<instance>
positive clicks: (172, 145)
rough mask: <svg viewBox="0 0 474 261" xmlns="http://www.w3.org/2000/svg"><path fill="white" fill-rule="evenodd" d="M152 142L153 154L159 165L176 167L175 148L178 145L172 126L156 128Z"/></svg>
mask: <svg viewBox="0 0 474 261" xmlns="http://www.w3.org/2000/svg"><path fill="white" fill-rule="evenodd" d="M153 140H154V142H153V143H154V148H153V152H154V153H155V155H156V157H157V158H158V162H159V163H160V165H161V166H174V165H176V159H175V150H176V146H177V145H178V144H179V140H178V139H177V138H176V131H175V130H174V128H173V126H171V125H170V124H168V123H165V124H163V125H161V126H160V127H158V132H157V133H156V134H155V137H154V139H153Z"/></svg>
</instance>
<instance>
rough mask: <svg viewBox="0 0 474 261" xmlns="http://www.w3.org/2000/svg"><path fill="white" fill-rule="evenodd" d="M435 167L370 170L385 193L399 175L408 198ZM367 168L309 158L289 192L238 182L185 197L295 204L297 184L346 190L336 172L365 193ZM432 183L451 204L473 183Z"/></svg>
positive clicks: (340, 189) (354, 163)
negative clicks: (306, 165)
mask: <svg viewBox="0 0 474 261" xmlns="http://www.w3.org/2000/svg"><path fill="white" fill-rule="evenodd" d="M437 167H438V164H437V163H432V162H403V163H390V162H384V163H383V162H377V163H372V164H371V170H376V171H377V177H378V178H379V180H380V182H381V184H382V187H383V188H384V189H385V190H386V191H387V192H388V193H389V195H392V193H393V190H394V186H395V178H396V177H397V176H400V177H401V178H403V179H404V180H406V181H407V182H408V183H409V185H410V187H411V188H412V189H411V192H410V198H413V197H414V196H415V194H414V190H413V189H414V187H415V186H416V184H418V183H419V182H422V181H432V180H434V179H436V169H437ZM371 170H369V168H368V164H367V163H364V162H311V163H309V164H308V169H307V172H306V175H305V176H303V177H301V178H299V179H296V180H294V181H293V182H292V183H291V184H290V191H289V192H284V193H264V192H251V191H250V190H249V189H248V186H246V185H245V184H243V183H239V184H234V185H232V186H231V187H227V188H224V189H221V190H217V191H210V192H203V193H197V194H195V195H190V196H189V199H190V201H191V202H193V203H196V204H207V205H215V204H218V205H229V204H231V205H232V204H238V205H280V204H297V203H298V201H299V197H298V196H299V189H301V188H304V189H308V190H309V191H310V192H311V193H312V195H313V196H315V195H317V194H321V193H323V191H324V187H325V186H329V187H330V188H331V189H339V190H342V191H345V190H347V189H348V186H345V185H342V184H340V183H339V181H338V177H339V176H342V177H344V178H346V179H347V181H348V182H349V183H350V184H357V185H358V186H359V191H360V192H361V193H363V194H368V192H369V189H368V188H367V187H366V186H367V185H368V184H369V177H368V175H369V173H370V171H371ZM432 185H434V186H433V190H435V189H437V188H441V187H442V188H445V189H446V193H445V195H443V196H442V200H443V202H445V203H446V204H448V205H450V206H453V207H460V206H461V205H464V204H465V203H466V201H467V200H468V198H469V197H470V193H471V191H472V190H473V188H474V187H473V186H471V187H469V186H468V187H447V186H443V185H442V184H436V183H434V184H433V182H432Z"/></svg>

+-------+

WHAT TO DO:
In the entries above, find the line with "167L370 170L385 193L399" and the line with "positive clicks: (340, 189) (354, 163)", then set down exactly those two and every line between them, nothing else.

SOLUTION TO THIS TASK:
rough mask: <svg viewBox="0 0 474 261" xmlns="http://www.w3.org/2000/svg"><path fill="white" fill-rule="evenodd" d="M435 167L370 170L385 193L399 175L408 198ZM367 168L309 158L289 192L238 182L185 197L295 204L297 184L346 190L336 172L365 193ZM432 183L451 204L473 183Z"/></svg>
positive clicks: (340, 189) (354, 163)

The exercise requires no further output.